§ Short exercise A: Write out the full comment passage below, word for word.

----- Passage provided -----

If you don’t believe the kids (adults) should be punished because it was the actions of their parents, then why are child immigrants detained at the border when their parents are the ones that took that action? There needs to be fair consequences to all.

Billy
5 years ago

I wonder how Coach Vavic explained this to his wife and kids if they did not know about it. I bet he’s kicking himself, losing a plum job like that. Ouch!

The entire story is completely nuts. Parents paying tons of money to get their kid(s) into the college of their (parents) choice. Ya know, the kids always could have done a year or two at another school and then transfer in, but I imagine the parents wanted to brag about the kids at cocktail parties or at the country club.

A very funny dark movie could be made about it.

BaldingEagle
5 years ago

I’m sure I’m not the only one who noticed the sign about DIARRHEA in the picture with Vavic. Credit to the swimswam staff for picking this picture.

----- Provided entries -----

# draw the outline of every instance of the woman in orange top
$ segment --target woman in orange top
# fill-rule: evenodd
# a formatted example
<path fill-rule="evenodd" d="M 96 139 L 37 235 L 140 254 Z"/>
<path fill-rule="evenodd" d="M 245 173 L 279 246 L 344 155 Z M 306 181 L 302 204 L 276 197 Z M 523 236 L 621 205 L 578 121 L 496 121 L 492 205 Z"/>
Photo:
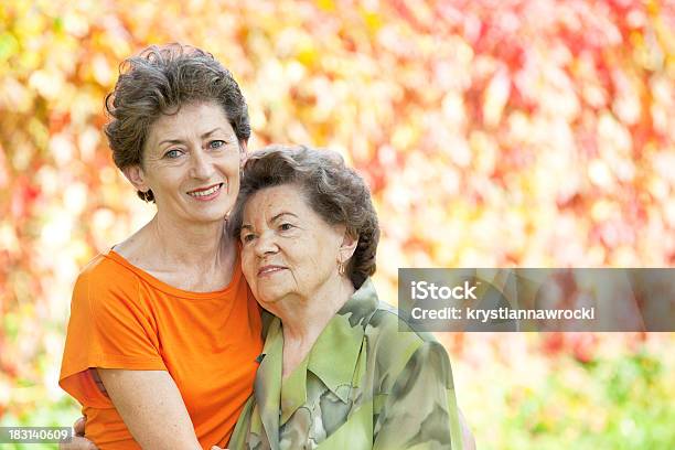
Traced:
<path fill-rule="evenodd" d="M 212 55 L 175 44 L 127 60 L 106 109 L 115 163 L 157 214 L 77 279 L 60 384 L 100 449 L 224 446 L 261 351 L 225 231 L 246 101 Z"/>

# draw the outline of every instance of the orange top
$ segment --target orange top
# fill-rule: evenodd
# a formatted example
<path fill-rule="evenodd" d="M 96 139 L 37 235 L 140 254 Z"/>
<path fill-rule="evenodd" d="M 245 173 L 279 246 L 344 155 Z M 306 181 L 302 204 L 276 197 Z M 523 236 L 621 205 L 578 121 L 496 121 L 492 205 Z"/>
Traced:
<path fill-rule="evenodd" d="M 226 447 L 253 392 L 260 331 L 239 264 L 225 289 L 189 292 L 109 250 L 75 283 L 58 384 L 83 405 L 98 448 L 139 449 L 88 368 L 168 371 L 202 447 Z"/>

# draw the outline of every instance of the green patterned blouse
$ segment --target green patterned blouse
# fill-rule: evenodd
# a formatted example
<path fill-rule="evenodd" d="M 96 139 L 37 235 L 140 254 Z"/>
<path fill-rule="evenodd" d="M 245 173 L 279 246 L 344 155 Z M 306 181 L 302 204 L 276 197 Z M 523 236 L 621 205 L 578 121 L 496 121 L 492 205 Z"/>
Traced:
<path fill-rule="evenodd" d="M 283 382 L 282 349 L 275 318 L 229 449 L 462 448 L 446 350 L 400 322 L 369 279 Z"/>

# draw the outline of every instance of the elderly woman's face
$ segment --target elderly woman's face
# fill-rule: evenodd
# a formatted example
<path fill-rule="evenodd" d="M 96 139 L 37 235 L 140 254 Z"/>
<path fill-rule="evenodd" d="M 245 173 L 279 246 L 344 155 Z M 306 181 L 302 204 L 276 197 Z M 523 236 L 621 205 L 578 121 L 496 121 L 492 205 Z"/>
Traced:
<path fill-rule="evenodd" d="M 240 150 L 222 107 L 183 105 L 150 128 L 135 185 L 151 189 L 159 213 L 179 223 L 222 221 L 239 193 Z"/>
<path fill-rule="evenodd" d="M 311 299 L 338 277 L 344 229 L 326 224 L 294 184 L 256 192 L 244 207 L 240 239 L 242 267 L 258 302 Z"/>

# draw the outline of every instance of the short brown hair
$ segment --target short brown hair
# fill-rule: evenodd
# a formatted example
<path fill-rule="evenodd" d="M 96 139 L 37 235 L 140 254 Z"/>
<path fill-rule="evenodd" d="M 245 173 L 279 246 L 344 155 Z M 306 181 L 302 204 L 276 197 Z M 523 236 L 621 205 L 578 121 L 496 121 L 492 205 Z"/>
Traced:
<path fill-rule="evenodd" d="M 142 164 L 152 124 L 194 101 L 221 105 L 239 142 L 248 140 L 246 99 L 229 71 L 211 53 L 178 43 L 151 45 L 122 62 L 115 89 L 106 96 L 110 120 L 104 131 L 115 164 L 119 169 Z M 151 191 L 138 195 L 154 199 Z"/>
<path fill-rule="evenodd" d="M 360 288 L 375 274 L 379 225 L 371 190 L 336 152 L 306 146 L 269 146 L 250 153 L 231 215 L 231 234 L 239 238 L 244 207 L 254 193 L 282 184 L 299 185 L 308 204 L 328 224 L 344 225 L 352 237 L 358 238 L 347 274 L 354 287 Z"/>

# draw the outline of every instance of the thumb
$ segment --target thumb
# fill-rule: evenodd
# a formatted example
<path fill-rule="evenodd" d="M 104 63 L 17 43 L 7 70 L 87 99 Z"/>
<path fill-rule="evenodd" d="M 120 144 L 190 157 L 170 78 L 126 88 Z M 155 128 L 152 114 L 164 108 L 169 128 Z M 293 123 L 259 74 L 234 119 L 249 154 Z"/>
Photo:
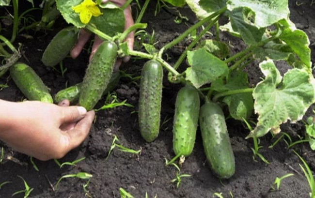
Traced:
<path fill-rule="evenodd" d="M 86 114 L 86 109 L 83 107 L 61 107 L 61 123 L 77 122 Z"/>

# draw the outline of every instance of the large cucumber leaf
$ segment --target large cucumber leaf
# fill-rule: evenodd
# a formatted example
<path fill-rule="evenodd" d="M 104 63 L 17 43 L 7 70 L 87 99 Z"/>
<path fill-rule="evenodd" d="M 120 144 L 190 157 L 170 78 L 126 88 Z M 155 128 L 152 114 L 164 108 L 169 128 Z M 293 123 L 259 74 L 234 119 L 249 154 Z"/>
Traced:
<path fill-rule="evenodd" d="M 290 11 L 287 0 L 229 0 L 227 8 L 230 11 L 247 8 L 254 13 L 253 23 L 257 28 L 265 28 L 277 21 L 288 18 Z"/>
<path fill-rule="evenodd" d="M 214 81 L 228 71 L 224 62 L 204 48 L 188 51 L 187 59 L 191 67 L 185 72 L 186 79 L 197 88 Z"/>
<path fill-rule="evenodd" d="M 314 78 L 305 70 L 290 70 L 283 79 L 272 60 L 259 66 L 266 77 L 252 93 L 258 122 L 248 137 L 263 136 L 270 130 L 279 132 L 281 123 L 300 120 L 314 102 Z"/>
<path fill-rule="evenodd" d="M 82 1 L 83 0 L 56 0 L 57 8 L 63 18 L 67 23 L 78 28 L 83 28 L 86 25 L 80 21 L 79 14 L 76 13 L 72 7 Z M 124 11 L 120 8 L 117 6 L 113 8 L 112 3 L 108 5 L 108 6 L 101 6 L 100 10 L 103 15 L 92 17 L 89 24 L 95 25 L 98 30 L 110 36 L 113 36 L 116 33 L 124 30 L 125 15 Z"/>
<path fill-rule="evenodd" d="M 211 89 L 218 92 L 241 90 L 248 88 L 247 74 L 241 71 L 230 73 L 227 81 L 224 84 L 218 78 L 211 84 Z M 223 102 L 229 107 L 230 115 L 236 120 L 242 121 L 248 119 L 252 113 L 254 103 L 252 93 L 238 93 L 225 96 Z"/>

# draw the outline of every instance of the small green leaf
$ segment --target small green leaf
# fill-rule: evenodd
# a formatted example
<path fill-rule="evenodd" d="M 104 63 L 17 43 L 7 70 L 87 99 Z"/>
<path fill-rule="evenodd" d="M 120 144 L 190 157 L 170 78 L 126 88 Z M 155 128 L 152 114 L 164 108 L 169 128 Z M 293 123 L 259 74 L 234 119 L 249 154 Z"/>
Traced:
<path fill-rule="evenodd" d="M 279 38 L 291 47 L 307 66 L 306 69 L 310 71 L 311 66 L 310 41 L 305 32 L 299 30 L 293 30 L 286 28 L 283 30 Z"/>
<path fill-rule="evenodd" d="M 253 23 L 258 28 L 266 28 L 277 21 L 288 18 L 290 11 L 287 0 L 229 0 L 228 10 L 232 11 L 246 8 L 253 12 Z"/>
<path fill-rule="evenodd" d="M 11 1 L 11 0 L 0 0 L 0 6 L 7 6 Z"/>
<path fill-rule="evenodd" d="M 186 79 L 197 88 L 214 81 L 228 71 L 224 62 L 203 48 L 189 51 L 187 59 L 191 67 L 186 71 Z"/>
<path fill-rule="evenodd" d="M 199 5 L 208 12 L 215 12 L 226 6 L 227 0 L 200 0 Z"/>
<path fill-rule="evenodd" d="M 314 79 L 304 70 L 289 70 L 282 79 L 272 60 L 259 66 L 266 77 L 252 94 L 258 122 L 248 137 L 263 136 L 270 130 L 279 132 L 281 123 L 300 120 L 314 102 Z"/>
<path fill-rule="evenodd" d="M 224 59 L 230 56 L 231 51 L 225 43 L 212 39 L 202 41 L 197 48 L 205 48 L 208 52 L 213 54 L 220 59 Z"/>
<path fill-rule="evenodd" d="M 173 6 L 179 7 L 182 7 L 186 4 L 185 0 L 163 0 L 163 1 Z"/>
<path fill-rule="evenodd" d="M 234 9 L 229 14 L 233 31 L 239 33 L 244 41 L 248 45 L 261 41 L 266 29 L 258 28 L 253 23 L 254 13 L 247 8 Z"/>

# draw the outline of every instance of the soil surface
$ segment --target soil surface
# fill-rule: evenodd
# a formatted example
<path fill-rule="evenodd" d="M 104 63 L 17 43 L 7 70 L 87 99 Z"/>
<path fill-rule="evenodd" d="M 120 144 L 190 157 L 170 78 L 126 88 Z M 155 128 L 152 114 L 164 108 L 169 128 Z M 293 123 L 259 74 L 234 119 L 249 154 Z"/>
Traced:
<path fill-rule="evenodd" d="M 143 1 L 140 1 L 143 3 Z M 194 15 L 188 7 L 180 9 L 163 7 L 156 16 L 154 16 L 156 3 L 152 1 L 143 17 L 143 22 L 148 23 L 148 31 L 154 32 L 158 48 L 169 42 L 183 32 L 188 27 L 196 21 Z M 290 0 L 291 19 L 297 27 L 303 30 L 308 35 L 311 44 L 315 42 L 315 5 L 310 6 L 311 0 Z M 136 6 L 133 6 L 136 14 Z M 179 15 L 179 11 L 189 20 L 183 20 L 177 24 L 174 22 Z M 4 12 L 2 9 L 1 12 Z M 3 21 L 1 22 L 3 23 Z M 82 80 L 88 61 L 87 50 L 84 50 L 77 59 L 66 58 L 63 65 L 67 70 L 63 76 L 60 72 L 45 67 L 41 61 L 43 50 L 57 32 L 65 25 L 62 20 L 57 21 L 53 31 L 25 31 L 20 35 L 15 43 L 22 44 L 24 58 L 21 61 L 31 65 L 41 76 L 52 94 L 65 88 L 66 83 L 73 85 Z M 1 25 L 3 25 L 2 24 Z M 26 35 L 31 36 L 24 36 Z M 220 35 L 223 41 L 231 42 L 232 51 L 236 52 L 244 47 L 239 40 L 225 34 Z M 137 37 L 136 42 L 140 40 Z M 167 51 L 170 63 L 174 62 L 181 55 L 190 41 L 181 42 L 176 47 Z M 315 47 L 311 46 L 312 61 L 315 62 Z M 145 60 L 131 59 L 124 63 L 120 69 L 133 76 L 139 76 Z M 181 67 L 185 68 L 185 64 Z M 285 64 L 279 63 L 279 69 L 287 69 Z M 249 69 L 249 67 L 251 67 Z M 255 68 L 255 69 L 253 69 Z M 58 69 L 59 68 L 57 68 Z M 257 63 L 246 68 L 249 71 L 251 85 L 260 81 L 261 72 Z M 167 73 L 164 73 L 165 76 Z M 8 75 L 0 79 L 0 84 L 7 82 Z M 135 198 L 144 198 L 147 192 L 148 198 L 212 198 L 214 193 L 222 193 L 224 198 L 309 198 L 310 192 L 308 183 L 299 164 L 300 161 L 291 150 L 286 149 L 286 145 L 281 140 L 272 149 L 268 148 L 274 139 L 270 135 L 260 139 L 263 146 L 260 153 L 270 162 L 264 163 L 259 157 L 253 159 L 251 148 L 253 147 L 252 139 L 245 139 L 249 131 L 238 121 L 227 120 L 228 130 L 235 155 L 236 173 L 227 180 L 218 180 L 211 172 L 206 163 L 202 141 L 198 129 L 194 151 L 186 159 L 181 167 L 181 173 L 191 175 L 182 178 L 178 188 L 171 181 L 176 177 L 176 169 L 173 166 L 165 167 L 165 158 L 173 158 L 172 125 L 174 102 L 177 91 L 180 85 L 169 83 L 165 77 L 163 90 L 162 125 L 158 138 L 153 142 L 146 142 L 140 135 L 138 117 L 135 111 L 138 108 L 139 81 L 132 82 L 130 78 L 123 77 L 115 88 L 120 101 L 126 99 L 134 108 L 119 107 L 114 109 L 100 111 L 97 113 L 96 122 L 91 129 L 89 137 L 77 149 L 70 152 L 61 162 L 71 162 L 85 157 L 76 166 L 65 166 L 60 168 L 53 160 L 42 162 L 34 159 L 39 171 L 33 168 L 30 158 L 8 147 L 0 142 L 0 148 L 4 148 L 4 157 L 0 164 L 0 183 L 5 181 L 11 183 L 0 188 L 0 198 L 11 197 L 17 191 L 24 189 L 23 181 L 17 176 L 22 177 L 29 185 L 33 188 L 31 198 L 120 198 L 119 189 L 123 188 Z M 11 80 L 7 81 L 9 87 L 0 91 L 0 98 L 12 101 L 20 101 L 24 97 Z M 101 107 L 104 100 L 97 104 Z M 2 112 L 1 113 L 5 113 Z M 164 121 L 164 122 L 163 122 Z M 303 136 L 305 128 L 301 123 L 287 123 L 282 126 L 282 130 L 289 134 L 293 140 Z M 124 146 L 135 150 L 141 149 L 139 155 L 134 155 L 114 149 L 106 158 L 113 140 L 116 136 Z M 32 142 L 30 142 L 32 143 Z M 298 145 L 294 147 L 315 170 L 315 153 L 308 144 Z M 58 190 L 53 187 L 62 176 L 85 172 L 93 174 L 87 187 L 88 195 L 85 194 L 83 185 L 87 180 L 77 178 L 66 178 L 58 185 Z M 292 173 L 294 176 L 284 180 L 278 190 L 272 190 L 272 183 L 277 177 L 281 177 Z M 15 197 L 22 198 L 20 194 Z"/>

-----

§ Short exercise B: In the listing above, write out again every line from the line with "# draw the outline of every instance of the small" up to and including the line with "234 9 L 229", keeping the requests. Add 69 to each coordinate in the traced outlines.

§ Reply A:
If you don’t believe the kids (adults) should be punished because it was the actions of their parents, then why are child immigrants detained at the border when their parents are the ones that took that action? There needs to be fair consequences to all.

Billy
5 years ago

I wonder how Coach Vavic explained this to his wife and kids if they did not know about it. I bet he’s kicking himself, losing a plum job like that. Ouch!

The entire story is completely nuts. Parents paying tons of money to get their kid(s) into the college of their (parents) choice. Ya know, the kids always could have done a year or two at another school and then transfer in, but I imagine the parents wanted to brag about the kids at cocktail parties or at the country club.

A very funny dark movie could be made about it.

BaldingEagle
5 years ago

I’m sure I’m not the only one who noticed the sign about DIARRHEA in the picture with Vavic. Credit to the swimswam staff for picking this picture.

§ Reply B:
# draw the outline of every instance of the small green leaf
$ segment --target small green leaf
# fill-rule: evenodd
# a formatted example
<path fill-rule="evenodd" d="M 104 63 L 17 43 L 7 70 L 87 99 Z"/>
<path fill-rule="evenodd" d="M 120 144 L 190 157 L 170 78 L 126 88 Z M 155 128 L 152 114 L 164 108 L 169 128 Z M 293 123 L 259 74 L 234 119 L 249 154 Z"/>
Traced:
<path fill-rule="evenodd" d="M 348 107 L 360 116 L 376 135 L 375 138 L 379 140 L 380 135 L 379 110 L 374 101 L 368 99 L 362 99 L 355 97 L 352 99 Z"/>
<path fill-rule="evenodd" d="M 322 92 L 327 97 L 335 97 L 346 90 L 357 87 L 359 80 L 356 69 L 298 69 L 297 79 L 301 80 L 315 77 L 322 81 Z"/>
<path fill-rule="evenodd" d="M 80 70 L 80 69 L 69 69 L 69 75 L 76 75 Z"/>
<path fill-rule="evenodd" d="M 255 148 L 266 157 L 283 150 L 297 140 L 293 131 L 272 117 L 258 120 L 256 128 L 260 136 L 255 140 Z"/>
<path fill-rule="evenodd" d="M 268 74 L 277 81 L 284 81 L 295 75 L 296 69 L 269 69 Z"/>
<path fill-rule="evenodd" d="M 383 148 L 373 139 L 358 139 L 351 148 L 341 129 L 328 135 L 335 146 L 321 163 L 327 191 L 317 206 L 332 205 L 339 199 L 348 201 L 350 192 L 369 189 L 383 171 Z"/>
<path fill-rule="evenodd" d="M 293 128 L 299 125 L 300 120 L 294 112 L 281 108 L 271 110 L 266 117 L 274 117 L 277 121 L 282 123 L 289 128 Z"/>
<path fill-rule="evenodd" d="M 242 75 L 248 76 L 251 76 L 255 73 L 254 69 L 232 69 L 232 70 Z"/>
<path fill-rule="evenodd" d="M 303 78 L 298 83 L 302 100 L 308 102 L 313 110 L 317 114 L 330 110 L 335 98 L 327 97 L 322 92 L 323 82 L 316 77 Z"/>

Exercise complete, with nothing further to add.